▶ **What to produce**
Answer these questions from the article on vitamin D and dopamine-producing brain cells:
(a) In which journal was the study published?
(b) Researchers from which institute carried out the work?
(c) Where in the body does the second enzymatic process that turns vitamin D into calcitriol take place?

The study has shown role of Vitamin D in development of dopaminergic neurons and how it may cause disorders like schizophrenia.
According to a study published in the Journal of Neurochemistry, the researchers have confirmed the critical significance of maternal vitamin D levels in the development of the brain cells that produce dopamine the ‘feel-good’ hormone of the body, with the help of molecular imaging technology. The discovery provides a closer look into the mechanisms underlying neurodevelopmental disorders such as schizophrenia.
Schizophrenia is a chronic brain disorder with symptoms including hallucinations, difficulty thinking, delusions, disorganized speech, and lack of motivation among others.
It is believed that a combination of genetic and environmental factors contribute to the development of schizophrenia. The exact method by which it does this is uncertain, but there is compelling evidence that the disorder alters the brain’s ability of using dopamine.
Exposure to schizophrenia risk factors during embryonic development is believed to change the way dopamine circuits are formed in the brain. Past research work has found low maternal vitamin D levels to be one such risk factor, exerting an influence on the differentiation of dopamine-producing (dopaminergic) neurons into their mature, specialized form.
A group of researchers from the University of Queensland’s Brain Institute have used molecular imaging techniques to expand on previous studies and thoroughly examine the relationship between vitamin D, dopaminergic neurons, and schizophrenia.
To mimic the differentiation process that takes place during an embryo’s development, the researchers created dopamine-like neurons. These neurons were then cultured both in the presence and absence of the hormone calcitriol. Vitamin D that has been ingested is not active until it has gone through two enzymatic processes in the body, the second of which takes place in the kidney where it is transformed into calcitriol, the active form of vitamin D. Calcitriol binds to the vitamin D receptors in the cell’s nucleus and activates them.

▶ **Supplied entries**
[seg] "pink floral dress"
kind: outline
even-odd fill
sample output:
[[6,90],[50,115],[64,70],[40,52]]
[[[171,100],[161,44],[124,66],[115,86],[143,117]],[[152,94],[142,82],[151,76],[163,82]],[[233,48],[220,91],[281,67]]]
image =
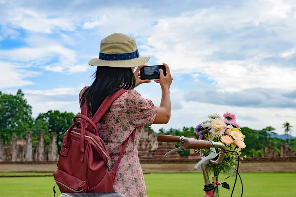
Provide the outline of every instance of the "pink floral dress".
[[[82,89],[80,96],[86,88]],[[97,124],[100,137],[105,142],[111,159],[111,169],[115,166],[124,141],[136,129],[136,139],[132,137],[129,139],[113,186],[115,192],[127,197],[147,196],[137,147],[144,125],[151,125],[156,115],[152,101],[132,90],[120,96]]]

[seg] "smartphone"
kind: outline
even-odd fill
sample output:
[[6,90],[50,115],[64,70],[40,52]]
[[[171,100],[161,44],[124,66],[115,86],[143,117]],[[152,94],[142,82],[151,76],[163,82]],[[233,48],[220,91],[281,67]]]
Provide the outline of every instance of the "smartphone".
[[159,69],[163,70],[163,75],[166,76],[165,66],[163,65],[147,66],[140,70],[141,79],[158,79],[159,78]]

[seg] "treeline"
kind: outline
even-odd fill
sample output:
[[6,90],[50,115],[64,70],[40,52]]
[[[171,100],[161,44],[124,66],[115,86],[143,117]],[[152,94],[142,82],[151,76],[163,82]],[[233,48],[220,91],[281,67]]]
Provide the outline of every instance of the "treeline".
[[32,116],[32,107],[25,99],[21,90],[16,95],[3,94],[0,91],[0,137],[4,144],[9,143],[12,133],[18,138],[26,139],[29,131],[32,131],[32,144],[39,141],[41,132],[44,133],[44,145],[49,146],[51,133],[57,134],[57,143],[60,150],[63,134],[73,123],[73,113],[49,111],[40,113],[36,118]]
[[[31,130],[33,145],[38,142],[40,133],[43,132],[44,144],[48,146],[51,141],[51,133],[55,132],[57,134],[57,143],[59,151],[63,134],[73,123],[74,114],[57,110],[49,111],[40,113],[36,118],[33,118],[32,107],[27,103],[24,96],[21,90],[19,90],[15,95],[2,94],[0,91],[0,137],[4,143],[9,143],[11,141],[12,133],[15,132],[19,139],[25,139],[27,132]],[[147,126],[146,128],[151,129]],[[280,144],[285,143],[285,140],[283,139],[271,137],[272,134],[275,134],[273,132],[275,129],[272,127],[260,130],[248,127],[243,127],[241,129],[246,136],[245,143],[247,146],[243,149],[243,153],[248,156],[260,156],[261,148],[268,146],[269,144],[279,153]],[[190,137],[196,135],[194,131],[193,127],[184,127],[182,129],[171,128],[166,130],[161,129],[158,134]],[[290,140],[289,143],[294,151],[296,152],[296,139]],[[189,151],[187,150],[179,153],[186,155],[189,154]]]
[[[275,129],[272,127],[267,127],[260,130],[246,127],[241,128],[242,133],[246,136],[245,143],[246,145],[246,148],[242,150],[242,154],[247,155],[248,157],[261,157],[261,148],[268,147],[269,144],[279,154],[281,144],[284,144],[286,140],[272,137],[272,134],[276,134],[273,132],[274,130]],[[159,130],[158,134],[183,136],[186,137],[196,135],[194,133],[194,128],[185,127],[183,127],[182,130],[171,128],[166,130],[161,129]],[[296,139],[290,139],[288,142],[292,150],[296,152]],[[180,146],[180,144],[176,143],[176,146]],[[190,150],[185,150],[179,153],[181,155],[188,155]]]

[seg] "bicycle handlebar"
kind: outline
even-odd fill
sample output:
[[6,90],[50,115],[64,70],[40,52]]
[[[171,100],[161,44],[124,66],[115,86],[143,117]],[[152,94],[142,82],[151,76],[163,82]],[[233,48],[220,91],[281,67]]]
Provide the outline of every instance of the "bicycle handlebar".
[[159,135],[157,141],[163,142],[180,142],[180,137],[173,135]]
[[209,141],[203,140],[186,140],[184,143],[184,147],[186,148],[199,149],[201,148],[210,148],[212,143]]

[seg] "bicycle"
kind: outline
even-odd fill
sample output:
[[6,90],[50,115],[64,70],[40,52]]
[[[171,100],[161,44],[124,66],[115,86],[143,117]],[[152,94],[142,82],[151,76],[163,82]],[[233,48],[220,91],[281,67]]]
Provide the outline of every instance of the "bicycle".
[[[222,181],[220,183],[211,183],[209,179],[209,175],[207,171],[206,166],[207,165],[212,164],[220,164],[224,159],[225,154],[229,152],[234,152],[232,151],[226,150],[226,147],[225,145],[220,142],[216,142],[212,141],[204,141],[200,140],[195,138],[179,137],[173,135],[159,135],[157,136],[157,140],[159,142],[171,142],[171,143],[177,143],[179,142],[181,144],[181,146],[175,148],[173,150],[170,150],[167,152],[164,157],[167,157],[168,155],[176,151],[184,151],[186,149],[209,149],[210,150],[210,153],[208,155],[204,156],[203,154],[200,153],[201,160],[198,162],[198,163],[195,165],[194,169],[195,170],[197,169],[199,166],[201,168],[201,171],[203,174],[203,179],[205,183],[204,185],[203,190],[205,192],[205,195],[204,197],[213,197],[213,192],[214,189],[214,184],[216,185],[222,185],[222,187],[225,187],[228,189],[230,189],[229,185],[227,184],[226,182]],[[216,148],[220,148],[222,150],[220,153],[217,154],[216,151]],[[239,157],[238,159],[238,163],[237,169],[235,169],[237,174],[235,178],[235,181],[232,189],[232,192],[231,193],[231,196],[233,193],[235,184],[236,183],[236,180],[237,178],[237,175],[239,176],[242,183],[242,193],[241,197],[242,196],[243,193],[243,187],[242,184],[242,181],[241,177],[238,173],[238,167],[239,164]],[[217,185],[217,186],[218,186]],[[217,186],[216,186],[217,187]],[[118,193],[62,193],[60,196],[60,197],[124,197],[124,196],[121,194]]]

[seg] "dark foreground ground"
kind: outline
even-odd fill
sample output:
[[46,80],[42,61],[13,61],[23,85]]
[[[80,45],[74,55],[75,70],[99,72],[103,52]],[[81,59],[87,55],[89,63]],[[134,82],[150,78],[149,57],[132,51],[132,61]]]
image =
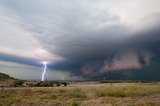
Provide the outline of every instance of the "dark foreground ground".
[[160,84],[75,83],[0,89],[0,106],[160,106]]

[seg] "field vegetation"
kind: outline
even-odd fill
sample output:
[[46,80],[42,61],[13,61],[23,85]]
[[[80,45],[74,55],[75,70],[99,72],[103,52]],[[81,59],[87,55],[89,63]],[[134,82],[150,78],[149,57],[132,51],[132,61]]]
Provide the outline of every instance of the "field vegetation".
[[0,91],[2,106],[159,106],[154,83],[78,83],[66,87],[16,87]]

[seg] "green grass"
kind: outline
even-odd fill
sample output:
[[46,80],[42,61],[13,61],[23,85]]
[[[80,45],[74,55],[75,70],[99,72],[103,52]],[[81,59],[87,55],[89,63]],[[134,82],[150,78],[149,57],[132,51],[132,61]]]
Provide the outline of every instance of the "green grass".
[[[156,96],[154,96],[156,95]],[[130,99],[128,102],[128,98]],[[119,105],[119,103],[139,104],[147,106],[159,105],[160,85],[128,84],[103,86],[70,86],[70,87],[34,87],[10,88],[0,90],[2,106],[20,104],[42,105],[98,105],[96,103]],[[120,102],[121,101],[121,102]],[[143,103],[141,103],[143,101]],[[46,104],[47,103],[47,104]]]

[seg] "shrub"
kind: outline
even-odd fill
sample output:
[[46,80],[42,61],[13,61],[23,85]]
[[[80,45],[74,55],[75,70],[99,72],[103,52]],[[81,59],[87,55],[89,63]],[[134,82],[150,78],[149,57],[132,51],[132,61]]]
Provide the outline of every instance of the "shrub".
[[14,87],[22,86],[22,84],[23,84],[24,82],[25,82],[24,80],[15,80],[15,81],[13,82],[13,86],[14,86]]

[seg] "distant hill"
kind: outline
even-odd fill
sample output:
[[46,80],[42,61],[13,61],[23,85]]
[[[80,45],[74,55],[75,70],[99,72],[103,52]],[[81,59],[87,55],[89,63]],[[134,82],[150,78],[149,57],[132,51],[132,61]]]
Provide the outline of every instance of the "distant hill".
[[9,76],[8,74],[0,73],[0,81],[2,80],[14,80],[15,78]]

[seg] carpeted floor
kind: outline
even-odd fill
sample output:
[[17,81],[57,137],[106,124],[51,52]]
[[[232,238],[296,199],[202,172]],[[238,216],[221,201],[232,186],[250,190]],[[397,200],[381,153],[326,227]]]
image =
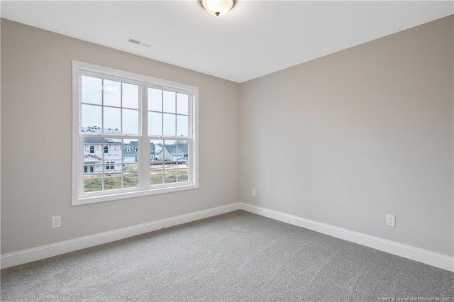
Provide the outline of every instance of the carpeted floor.
[[2,301],[454,301],[454,273],[242,211],[2,269],[1,282]]

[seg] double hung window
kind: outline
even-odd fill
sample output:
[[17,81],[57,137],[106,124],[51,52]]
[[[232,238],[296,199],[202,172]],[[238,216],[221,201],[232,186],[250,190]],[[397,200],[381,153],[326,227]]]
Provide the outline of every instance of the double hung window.
[[196,87],[72,69],[73,205],[198,187]]

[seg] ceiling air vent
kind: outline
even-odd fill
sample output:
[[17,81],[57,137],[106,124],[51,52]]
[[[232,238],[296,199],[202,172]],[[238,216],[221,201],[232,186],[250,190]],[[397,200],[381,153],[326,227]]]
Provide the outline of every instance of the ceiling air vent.
[[143,46],[145,47],[149,47],[151,45],[150,44],[144,43],[143,42],[138,41],[137,40],[131,39],[131,38],[128,39],[128,42],[131,42],[131,43],[137,44],[138,45]]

▶ **Result of the exercise**
(a) The Journal of Neurochemistry.
(b) The University of Queensland's Brain Institute.
(c) In the kidney.